* _EXERCISE DIRECTIONS_: Output only the lines below from the one containing "[tag] wood plank (a point for each instance)" to the one containing "[tag] background vehicle", exactly as written, both ends kept.

═════ RECORD EXCERPTS ═════

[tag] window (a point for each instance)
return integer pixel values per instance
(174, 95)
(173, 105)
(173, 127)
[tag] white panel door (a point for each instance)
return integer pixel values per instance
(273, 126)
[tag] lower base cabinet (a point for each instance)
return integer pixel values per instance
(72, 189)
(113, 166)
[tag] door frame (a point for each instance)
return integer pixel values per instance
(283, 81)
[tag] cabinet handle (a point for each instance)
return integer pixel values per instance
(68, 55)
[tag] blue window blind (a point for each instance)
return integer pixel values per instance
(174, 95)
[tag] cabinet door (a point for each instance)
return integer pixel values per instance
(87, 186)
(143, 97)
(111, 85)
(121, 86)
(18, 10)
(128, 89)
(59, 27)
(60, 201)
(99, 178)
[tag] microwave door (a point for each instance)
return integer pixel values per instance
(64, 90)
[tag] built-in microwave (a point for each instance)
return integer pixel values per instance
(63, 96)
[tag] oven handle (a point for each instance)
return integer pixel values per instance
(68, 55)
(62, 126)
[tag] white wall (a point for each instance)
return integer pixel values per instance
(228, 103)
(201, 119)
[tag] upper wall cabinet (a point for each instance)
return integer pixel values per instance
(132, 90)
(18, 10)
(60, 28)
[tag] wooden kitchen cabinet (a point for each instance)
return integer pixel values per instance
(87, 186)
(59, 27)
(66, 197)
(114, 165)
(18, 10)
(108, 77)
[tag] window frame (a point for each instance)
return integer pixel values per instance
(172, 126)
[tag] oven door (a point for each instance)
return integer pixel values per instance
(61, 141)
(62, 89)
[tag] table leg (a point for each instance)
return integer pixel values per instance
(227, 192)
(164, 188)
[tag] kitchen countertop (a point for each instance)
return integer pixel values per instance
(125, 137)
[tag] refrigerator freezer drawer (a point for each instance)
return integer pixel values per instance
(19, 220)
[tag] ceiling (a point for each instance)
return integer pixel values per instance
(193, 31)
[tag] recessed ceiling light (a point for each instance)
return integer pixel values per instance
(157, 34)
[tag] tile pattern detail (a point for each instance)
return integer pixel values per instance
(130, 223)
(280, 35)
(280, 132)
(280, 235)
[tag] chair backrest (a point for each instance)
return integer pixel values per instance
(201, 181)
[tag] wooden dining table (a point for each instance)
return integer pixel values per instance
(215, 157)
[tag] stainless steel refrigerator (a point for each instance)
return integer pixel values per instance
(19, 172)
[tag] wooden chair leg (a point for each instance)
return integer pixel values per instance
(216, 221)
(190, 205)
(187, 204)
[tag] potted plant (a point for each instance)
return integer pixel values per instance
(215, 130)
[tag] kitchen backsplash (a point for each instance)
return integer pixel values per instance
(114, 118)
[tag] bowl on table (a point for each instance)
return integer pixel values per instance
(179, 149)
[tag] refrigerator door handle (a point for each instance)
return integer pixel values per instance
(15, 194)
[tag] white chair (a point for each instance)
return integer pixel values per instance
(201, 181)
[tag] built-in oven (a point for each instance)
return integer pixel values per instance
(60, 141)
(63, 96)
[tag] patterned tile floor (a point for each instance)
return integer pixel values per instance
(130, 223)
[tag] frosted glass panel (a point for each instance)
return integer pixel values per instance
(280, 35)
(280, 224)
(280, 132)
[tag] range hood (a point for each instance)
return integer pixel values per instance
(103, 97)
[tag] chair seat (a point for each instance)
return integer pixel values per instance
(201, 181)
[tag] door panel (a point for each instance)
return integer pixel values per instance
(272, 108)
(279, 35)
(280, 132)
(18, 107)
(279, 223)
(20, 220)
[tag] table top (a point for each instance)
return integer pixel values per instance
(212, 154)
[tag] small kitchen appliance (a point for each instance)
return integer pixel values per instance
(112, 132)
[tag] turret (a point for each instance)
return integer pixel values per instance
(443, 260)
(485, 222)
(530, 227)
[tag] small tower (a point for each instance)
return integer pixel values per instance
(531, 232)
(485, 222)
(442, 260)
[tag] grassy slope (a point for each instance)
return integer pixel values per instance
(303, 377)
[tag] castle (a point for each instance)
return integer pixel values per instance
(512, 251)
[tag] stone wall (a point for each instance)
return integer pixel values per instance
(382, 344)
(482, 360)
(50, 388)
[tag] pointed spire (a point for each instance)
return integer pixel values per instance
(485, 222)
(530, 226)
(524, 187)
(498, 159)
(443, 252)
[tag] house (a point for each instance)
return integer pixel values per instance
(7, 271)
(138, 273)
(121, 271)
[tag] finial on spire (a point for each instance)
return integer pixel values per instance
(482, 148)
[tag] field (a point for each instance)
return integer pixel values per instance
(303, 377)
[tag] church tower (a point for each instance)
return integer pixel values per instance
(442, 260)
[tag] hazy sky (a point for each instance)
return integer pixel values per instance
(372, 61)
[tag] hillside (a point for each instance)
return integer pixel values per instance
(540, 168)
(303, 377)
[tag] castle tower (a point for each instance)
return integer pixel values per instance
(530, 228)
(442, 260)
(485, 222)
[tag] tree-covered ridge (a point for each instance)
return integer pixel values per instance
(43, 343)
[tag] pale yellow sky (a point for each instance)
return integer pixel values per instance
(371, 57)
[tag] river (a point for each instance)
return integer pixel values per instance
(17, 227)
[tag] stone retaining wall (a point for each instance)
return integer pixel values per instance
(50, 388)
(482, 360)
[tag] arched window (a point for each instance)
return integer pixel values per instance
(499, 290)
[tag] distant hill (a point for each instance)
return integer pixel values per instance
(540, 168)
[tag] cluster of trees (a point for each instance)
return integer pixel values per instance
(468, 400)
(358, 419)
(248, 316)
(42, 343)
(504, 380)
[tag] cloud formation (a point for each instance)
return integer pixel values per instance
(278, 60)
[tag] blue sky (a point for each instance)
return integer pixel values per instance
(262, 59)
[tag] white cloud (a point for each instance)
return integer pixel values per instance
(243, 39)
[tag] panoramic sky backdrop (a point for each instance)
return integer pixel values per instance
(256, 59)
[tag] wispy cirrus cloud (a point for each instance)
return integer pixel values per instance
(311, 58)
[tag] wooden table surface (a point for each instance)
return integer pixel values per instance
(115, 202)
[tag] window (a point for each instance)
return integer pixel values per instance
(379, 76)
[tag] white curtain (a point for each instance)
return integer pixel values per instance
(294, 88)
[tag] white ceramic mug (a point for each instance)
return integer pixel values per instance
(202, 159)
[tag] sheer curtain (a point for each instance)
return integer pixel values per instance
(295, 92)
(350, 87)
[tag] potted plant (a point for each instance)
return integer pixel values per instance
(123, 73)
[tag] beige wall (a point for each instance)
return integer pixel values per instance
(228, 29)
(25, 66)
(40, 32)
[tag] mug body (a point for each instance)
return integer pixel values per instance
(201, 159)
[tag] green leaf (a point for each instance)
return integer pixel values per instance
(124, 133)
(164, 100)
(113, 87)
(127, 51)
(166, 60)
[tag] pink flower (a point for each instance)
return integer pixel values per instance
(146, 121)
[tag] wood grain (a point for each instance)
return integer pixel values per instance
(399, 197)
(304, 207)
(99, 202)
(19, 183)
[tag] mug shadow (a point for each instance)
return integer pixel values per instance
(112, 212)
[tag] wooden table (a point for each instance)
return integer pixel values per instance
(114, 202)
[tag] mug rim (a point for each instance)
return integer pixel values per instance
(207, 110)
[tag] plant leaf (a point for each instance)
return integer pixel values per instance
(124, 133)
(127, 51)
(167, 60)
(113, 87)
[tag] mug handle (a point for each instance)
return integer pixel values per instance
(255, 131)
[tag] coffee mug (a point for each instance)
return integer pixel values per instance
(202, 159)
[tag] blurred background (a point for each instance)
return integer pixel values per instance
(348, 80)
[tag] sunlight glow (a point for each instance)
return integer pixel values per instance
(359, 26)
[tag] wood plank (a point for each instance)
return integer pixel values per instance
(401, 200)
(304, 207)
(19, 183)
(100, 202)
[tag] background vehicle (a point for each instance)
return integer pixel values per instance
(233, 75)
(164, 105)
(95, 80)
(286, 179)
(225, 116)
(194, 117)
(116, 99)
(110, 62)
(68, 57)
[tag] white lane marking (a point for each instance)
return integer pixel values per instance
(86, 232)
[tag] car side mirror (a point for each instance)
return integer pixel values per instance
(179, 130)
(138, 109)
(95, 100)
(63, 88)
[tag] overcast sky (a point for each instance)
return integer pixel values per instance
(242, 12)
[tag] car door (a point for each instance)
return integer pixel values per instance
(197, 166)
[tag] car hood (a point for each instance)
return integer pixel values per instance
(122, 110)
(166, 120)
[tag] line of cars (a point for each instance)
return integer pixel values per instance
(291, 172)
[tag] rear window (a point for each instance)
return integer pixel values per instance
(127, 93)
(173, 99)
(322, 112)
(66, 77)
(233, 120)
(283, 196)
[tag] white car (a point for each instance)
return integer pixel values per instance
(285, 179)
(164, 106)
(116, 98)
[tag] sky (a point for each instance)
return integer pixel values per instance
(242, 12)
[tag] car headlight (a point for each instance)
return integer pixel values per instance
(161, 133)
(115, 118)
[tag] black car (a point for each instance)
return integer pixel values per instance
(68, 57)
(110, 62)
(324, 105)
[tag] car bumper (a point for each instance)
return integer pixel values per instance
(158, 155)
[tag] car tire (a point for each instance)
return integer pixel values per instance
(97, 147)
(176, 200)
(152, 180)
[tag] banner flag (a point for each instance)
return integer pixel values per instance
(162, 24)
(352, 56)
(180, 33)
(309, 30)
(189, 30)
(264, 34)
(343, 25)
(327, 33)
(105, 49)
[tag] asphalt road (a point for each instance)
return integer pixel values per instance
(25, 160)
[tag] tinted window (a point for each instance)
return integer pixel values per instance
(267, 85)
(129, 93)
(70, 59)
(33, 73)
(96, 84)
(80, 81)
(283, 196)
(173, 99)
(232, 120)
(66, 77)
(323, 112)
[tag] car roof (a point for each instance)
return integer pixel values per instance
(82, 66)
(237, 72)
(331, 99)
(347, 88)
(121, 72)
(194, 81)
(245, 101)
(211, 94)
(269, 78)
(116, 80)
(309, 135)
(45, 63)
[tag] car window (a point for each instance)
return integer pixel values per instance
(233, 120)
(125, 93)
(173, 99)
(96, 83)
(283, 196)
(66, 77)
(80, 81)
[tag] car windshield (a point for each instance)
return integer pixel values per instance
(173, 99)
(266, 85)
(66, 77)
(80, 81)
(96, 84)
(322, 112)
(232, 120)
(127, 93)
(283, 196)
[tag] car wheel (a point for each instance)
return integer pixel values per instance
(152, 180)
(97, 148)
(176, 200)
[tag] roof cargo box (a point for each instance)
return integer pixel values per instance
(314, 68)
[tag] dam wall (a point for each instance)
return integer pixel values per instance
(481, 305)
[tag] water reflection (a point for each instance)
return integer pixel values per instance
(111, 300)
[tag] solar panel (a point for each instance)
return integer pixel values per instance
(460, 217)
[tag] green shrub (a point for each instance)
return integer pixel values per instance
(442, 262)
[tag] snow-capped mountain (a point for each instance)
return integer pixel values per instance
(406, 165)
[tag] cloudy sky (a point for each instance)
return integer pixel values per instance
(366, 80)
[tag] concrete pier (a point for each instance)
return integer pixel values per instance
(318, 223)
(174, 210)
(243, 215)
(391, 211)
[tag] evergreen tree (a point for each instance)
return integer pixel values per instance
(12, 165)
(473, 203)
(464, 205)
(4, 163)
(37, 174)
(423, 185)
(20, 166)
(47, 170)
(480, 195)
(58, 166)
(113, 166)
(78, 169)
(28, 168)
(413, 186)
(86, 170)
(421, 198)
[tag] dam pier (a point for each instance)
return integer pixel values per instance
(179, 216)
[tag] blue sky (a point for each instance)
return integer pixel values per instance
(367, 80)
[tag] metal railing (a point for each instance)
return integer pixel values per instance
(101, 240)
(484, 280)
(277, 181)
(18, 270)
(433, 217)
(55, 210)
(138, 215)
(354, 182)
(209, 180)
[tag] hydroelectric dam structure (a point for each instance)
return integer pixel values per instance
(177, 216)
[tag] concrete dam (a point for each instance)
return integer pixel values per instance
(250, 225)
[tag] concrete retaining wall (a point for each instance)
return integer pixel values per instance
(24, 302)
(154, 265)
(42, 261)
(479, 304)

═════

* _THE COMPLETED TASK_:
[tag] wood plank (a point for each instance)
return integer pixel values per instance
(401, 200)
(304, 207)
(19, 183)
(100, 202)
[tag] background vehicle (a point for each instance)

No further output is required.